- Exercise aim:
In the DBT text below, which strategies does the therapist apply to teach the client to be his or her own case manager?

- Extract to read:
* * * * *

Understanding the Four Pillars of DBT: A Path to Emotional Balance
Standard DBT has four primary modes of treatment delivery. This is different than many other psychotherapies that consist of just one mode or aspect of treatment, such as individual therapy.
Individual Psychotherapy
Individual psychotherapy is a mode that serves two functions within DBT.
Enhance Motivation with Individual Therapy:
DBT individual therapy is focused on enhancing client motivation and helping clients to apply the skills to specific challenges and events in their lives. In the standard DBT model, individual therapy takes place once a week for as long as the client is in therapy, and it runs concurrently with DBT skills training.
Structure the Environment with Case Management in Individual Therapy:
Case management strategies help the client manage his or her own life, such as their physical and social environments. The therapist applies the same dialectical, validation, and problem-solving strategies in order to teach the client to be his or her own case manager. This lets the therapist consult to the patient about what to do, and the therapist will only intervene on the client’s behalf when absolutely necessary.

* * * * *

- Data under study:
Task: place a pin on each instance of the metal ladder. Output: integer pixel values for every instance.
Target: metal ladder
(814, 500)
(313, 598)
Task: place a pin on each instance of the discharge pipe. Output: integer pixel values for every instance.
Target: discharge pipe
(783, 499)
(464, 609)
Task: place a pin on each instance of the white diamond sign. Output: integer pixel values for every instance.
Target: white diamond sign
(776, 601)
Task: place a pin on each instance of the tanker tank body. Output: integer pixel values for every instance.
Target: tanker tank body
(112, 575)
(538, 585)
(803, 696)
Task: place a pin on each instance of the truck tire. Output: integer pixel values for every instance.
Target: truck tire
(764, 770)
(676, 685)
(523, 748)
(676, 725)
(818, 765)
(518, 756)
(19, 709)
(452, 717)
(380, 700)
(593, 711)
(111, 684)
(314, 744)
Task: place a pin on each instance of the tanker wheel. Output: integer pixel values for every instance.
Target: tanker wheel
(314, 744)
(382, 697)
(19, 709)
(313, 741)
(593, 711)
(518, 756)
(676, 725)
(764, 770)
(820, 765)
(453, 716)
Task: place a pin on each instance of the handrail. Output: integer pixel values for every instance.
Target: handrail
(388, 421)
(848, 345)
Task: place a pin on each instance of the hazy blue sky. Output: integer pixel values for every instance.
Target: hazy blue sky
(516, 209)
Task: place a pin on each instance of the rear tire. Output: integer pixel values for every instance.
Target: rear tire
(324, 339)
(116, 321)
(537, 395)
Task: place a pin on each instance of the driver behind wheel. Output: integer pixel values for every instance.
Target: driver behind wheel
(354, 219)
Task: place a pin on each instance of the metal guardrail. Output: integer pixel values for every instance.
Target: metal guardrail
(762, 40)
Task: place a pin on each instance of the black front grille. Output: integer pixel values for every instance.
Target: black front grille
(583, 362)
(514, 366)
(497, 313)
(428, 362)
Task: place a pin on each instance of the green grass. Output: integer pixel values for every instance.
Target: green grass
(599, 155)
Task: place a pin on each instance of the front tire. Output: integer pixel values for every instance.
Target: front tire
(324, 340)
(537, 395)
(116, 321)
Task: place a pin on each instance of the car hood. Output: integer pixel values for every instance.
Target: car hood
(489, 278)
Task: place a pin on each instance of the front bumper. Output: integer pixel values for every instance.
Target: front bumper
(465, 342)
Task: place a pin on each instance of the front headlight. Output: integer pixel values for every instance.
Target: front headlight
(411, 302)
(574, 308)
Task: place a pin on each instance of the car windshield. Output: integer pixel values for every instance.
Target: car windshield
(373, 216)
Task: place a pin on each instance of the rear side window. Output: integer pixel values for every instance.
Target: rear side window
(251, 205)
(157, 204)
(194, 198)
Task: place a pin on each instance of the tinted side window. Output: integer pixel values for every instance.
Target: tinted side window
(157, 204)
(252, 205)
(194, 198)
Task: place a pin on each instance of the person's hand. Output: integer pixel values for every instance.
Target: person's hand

* * * * *

- Response:
Dialectical, validation, and problem-solving strategies.